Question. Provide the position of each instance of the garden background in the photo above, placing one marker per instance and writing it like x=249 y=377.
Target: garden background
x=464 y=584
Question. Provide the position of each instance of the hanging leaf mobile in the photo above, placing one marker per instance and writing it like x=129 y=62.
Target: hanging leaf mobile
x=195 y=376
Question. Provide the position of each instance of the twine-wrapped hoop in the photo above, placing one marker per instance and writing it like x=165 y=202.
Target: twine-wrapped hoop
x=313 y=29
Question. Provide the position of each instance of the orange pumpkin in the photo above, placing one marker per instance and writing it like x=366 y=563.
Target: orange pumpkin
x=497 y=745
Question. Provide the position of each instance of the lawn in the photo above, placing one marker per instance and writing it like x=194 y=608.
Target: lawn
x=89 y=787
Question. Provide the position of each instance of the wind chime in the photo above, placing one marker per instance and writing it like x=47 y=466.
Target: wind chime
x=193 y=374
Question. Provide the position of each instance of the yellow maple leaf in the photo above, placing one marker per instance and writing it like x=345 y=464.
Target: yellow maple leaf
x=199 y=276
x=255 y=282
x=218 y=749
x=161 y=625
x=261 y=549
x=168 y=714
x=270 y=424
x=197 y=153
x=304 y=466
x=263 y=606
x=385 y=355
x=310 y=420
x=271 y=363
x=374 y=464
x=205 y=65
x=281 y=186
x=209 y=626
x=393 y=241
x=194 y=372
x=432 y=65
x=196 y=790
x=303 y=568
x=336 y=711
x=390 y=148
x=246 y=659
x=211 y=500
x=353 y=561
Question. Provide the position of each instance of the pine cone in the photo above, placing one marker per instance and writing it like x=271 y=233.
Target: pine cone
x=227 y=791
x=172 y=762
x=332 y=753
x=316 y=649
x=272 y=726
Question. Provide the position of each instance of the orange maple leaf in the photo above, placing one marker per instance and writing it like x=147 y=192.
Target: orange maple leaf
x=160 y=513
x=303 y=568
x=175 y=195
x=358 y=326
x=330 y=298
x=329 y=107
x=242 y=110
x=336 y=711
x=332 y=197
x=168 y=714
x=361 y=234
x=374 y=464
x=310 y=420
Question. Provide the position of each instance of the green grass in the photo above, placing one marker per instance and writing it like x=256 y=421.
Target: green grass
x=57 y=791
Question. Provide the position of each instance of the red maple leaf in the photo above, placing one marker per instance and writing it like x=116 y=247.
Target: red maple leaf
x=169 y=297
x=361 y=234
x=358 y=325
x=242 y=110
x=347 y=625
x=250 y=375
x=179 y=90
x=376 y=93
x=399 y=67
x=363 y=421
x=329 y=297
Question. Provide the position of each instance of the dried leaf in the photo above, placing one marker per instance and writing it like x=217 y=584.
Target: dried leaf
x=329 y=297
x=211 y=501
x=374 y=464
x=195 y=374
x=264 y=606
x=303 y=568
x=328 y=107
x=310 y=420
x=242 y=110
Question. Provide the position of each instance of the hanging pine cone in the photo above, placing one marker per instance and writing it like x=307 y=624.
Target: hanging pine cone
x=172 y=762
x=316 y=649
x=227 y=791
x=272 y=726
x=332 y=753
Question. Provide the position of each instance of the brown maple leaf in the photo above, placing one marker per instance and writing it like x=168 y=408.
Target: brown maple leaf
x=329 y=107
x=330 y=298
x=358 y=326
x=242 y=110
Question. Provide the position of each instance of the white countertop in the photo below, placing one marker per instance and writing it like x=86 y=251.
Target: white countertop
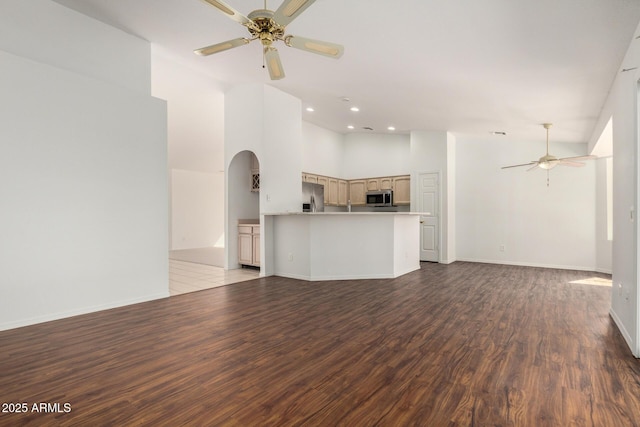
x=342 y=213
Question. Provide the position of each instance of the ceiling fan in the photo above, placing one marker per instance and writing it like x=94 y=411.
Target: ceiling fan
x=269 y=26
x=548 y=161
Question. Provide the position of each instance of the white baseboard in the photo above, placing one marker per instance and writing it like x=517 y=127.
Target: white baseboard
x=84 y=310
x=623 y=331
x=529 y=264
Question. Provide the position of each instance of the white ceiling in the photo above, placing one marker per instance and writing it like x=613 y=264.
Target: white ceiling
x=469 y=67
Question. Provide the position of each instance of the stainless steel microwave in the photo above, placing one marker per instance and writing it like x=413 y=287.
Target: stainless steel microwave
x=380 y=198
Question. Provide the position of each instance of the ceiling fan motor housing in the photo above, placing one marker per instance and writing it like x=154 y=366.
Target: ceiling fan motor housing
x=265 y=28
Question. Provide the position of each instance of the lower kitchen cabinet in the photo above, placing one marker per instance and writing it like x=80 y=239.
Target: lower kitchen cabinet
x=249 y=244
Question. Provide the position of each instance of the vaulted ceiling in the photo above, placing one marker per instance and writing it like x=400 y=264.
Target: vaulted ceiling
x=469 y=67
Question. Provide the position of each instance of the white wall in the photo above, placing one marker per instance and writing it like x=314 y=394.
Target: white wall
x=368 y=155
x=267 y=122
x=195 y=114
x=84 y=193
x=53 y=34
x=622 y=107
x=603 y=244
x=197 y=209
x=323 y=151
x=538 y=225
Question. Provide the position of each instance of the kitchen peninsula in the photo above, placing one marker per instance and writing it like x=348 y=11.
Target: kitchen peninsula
x=345 y=245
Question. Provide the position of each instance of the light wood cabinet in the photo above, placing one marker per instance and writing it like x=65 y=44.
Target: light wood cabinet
x=385 y=183
x=308 y=177
x=402 y=190
x=324 y=181
x=357 y=192
x=343 y=192
x=249 y=244
x=331 y=192
x=373 y=184
x=338 y=192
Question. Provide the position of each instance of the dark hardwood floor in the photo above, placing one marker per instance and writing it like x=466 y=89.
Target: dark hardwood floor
x=449 y=345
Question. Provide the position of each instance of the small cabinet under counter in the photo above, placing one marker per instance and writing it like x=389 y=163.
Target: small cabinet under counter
x=249 y=244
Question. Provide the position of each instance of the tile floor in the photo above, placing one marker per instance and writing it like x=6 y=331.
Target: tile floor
x=187 y=277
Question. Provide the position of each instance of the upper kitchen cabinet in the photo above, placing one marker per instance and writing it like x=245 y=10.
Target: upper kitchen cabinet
x=308 y=177
x=343 y=192
x=331 y=192
x=358 y=191
x=386 y=183
x=373 y=184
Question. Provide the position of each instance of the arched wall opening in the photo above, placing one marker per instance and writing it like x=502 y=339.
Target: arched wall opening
x=242 y=201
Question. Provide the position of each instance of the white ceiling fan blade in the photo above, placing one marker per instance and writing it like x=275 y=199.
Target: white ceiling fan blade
x=272 y=58
x=523 y=164
x=230 y=12
x=219 y=47
x=565 y=162
x=331 y=50
x=579 y=158
x=289 y=10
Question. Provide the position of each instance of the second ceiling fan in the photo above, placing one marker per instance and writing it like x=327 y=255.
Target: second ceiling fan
x=269 y=26
x=549 y=161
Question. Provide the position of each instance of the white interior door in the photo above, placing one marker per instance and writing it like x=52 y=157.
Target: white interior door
x=429 y=206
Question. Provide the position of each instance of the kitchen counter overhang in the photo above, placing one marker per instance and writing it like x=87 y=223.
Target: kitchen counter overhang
x=345 y=245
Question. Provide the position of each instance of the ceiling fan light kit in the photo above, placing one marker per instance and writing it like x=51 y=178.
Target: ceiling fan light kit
x=268 y=27
x=548 y=162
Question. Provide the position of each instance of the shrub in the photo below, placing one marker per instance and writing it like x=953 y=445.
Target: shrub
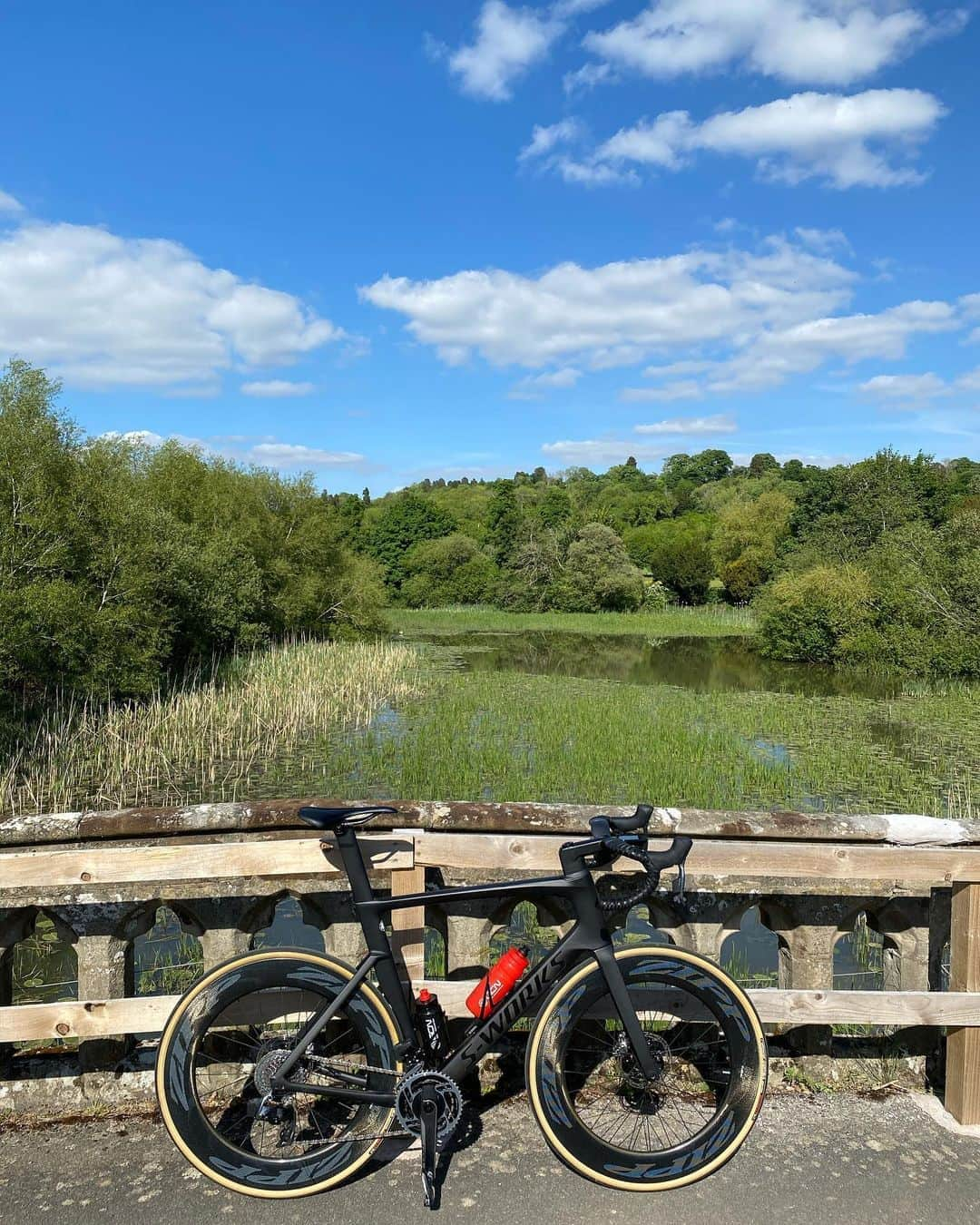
x=451 y=570
x=676 y=553
x=816 y=616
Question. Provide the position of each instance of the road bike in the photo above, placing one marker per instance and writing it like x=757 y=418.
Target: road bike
x=282 y=1071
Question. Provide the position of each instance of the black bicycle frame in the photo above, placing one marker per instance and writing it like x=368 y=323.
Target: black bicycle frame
x=590 y=935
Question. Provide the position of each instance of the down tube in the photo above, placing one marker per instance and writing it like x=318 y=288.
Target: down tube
x=565 y=955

To do:
Set down the records in full and exactly. Do not carry over any image.

Finished task:
Question. Provide the position of each instance of the garden background in the photo above, placing one marker per instance and writing it like x=249 y=377.
Target: garden background
x=464 y=584
Question. Provide the position of each instance of the hanging leaf mobile in the photo above, placing one marker per instance and writing it like x=129 y=62.
Target: hanging leaf mobile
x=195 y=376
Question. Provide the position of each instance of the twine-wrapped hoop in the photo above, placing one marker per instance and writing it like x=165 y=202.
Target: twine-wrapped hoop
x=313 y=29
Question. Provide the position of each instance of the orange pumpkin in the photo above, placing one marker per instance and writing it like x=366 y=563.
Target: orange pumpkin
x=497 y=745
Question. Provide the position of each instance of the lawn in the photo above, placing one marker per instance and writing it like x=194 y=608.
Target: lawn
x=89 y=787
Question. Provide the position of each instance of the wind chime in the photo above, placing one marker per instance and writing it like x=47 y=466.
Target: wind chime
x=193 y=374
Question. Provide the position of each instance of the yellow maple leaf in the photo above, placing one marker per instance and writing it like x=345 y=464.
Target: yellow maple leaf
x=199 y=276
x=255 y=282
x=218 y=749
x=161 y=625
x=261 y=549
x=168 y=714
x=270 y=424
x=197 y=153
x=304 y=466
x=263 y=606
x=385 y=355
x=310 y=420
x=271 y=363
x=374 y=464
x=205 y=65
x=281 y=186
x=209 y=626
x=393 y=241
x=194 y=372
x=432 y=65
x=196 y=790
x=303 y=568
x=336 y=711
x=390 y=148
x=246 y=659
x=211 y=500
x=353 y=561
Question. Provide the position of each instance of the pine cone in the photo above, placing one marker per instance and writing it like x=271 y=233.
Target: pine cone
x=227 y=791
x=172 y=762
x=332 y=753
x=316 y=649
x=272 y=726
Question. Provide the position of each instance of the orange maple leaf in the photo above, placing one marker per instance and writing it like x=147 y=192.
Target: orange maple leaf
x=160 y=513
x=303 y=568
x=175 y=195
x=358 y=326
x=330 y=298
x=329 y=107
x=242 y=110
x=336 y=711
x=332 y=197
x=168 y=714
x=361 y=234
x=374 y=464
x=310 y=420
Question. Provide the position of each instance of the green grass in the photo above, placing one marker per instance and writing it like x=256 y=421.
Target: green grass
x=57 y=791
Question. Provide the position of each instance of the red maple leaf in the photo above, placing one marker per instance and writing it like x=116 y=247.
Target: red maple leaf
x=169 y=297
x=361 y=234
x=358 y=325
x=242 y=110
x=347 y=625
x=250 y=375
x=179 y=90
x=376 y=93
x=399 y=67
x=363 y=421
x=329 y=297
Question. Provide the position of each instance of the dried leaf in the photo above, placing one marker per instance and writing it like x=217 y=584.
Target: dried leaf
x=329 y=297
x=211 y=501
x=374 y=464
x=195 y=374
x=264 y=606
x=303 y=568
x=328 y=107
x=310 y=420
x=242 y=110
Question. Provide the position of each instance of the hanging pine cone in the photo above, placing one marker per instance and writing it like x=307 y=624.
Target: hanging pine cone
x=172 y=762
x=316 y=649
x=227 y=791
x=272 y=726
x=332 y=753
Question. Provide the position of each instance of the brown maple leaf in the photo above, placing one marker per instance and writing it like x=168 y=408.
Target: brown maple leaf
x=329 y=107
x=330 y=298
x=358 y=326
x=242 y=110
Question. Provide the position of each instance of the white countertop in the photo below, placing one marker per instance and writing it like x=86 y=251.
Target: white countertop
x=342 y=213
Question. Provide the position of each instance of the ceiling fan in the photo above, placing one marker per instance and writing it like x=94 y=411.
Target: ceiling fan
x=269 y=26
x=548 y=161
Question. Provide the position of each instance of the white baseboard in the photo above, placing one marker per instance and writing it like x=517 y=127.
Target: white baseboard
x=84 y=310
x=623 y=331
x=529 y=264
Question. Provide the position of each instance of the white ceiling in the photo above, placing one marker per instance and writing it like x=613 y=264.
Target: white ceiling
x=469 y=67
Question. Provide the position of each instance of the stainless steel microwave in the photo above, placing one marker per instance and writing it like x=413 y=287.
Target: stainless steel microwave
x=380 y=198
Question. Provide the position of each instance of the ceiling fan motor housing in the photo above, placing one marker per instance and writing it like x=154 y=366.
Target: ceiling fan motor housing
x=265 y=28
Question. Provide the position of each instance of the lower kitchen cabinet in the photo above, placing one marker per instance and writing it like x=80 y=239.
Target: lower kitchen cabinet
x=249 y=244
Question. Provide the position of each instance of the vaulted ceiling in the photo above, placing one marker per instance and writing it like x=400 y=264.
Target: vaulted ceiling
x=469 y=67
Question. Provide the position of each instance of the white wall in the photo above, placing one marker per instance and writing it like x=314 y=394.
Target: white wall
x=368 y=155
x=267 y=122
x=195 y=114
x=84 y=193
x=53 y=34
x=622 y=107
x=603 y=244
x=197 y=209
x=323 y=151
x=538 y=225
Question. Provide the position of each instance of the kitchen peninsula in the photo above, placing one marker per instance and writing it like x=348 y=11.
Target: kitchen peninsula
x=345 y=245
Question. Provide the position of each instance of the light wood cabinet in the photo above, placing one marker per instance and writing it like x=65 y=44.
Target: light wood cabinet
x=385 y=183
x=308 y=177
x=402 y=190
x=324 y=181
x=357 y=192
x=343 y=192
x=249 y=244
x=331 y=192
x=373 y=184
x=338 y=192
Question. Provide the position of each instance of the dark hardwood floor in the photo above, placing one marker per instance and writing it like x=466 y=89.
Target: dark hardwood floor
x=449 y=345
Question. Provide the position of each instance of the small cabinet under counter in the photo above, placing one marker per instance and writing it like x=389 y=163.
Target: small cabinet under counter
x=249 y=244
Question. Provide the position of each instance of the tile floor in the photo above, placing one marker per instance and writing it like x=6 y=331.
Target: tile floor
x=187 y=277
Question. Provide the position of each instance of the upper kitchen cabinet in the photo above, placing one marker per instance and writing it like x=245 y=10.
Target: upper kitchen cabinet
x=308 y=177
x=343 y=192
x=331 y=192
x=358 y=191
x=386 y=183
x=373 y=184
Question. Provide the position of each instance of the arched wall opening in the photo above, placing one marker per instance and writing it like x=502 y=339.
Target: arched wall opening
x=242 y=201
Question. Provide the position of each instance of the white ceiling fan blade in the photo above, placing one marker per instance and writing it like x=275 y=199.
Target: white ceiling fan blade
x=272 y=58
x=523 y=164
x=230 y=12
x=219 y=47
x=565 y=162
x=331 y=50
x=579 y=158
x=289 y=10
Question. Provide the position of each instance of the second ceiling fan in the photo above, placing one marker per instance and writing it like x=327 y=255.
Target: second ceiling fan
x=269 y=26
x=549 y=161
Question. Provide the position of each instance of the white interior door in the photo above, placing one marker per instance and writing it like x=52 y=157.
Target: white interior door
x=429 y=206
Question. Provide the position of each instance of the kitchen counter overhang in the photo above, placing one marker per instance and writing it like x=87 y=223.
Target: kitchen counter overhang
x=345 y=245
Question. Provide the position of each instance of the ceiling fan light kit in the photo above, placing one marker per instance and writing it like x=51 y=178.
Target: ceiling fan light kit
x=268 y=27
x=548 y=162
Question. Provide the position of each instance of the shrub in the photo below, placing one marker per instance and writing it like x=953 y=445.
Target: shrub
x=451 y=570
x=676 y=553
x=816 y=616
Question. Provide the position of each instance of the road bike in the photo above, placing one marker per instance and writing it like x=757 y=418.
Target: road bike
x=282 y=1071
Question. Provide the position of each instance of the black bicycle frame in the photo above, placing one marker per instance and writing it like x=368 y=323.
Target: black bicycle frame
x=590 y=935
Question. Provide the position of each instance of the down tube in the photo above, placing one marker per instance and writing it like x=318 y=288.
Target: down tube
x=565 y=955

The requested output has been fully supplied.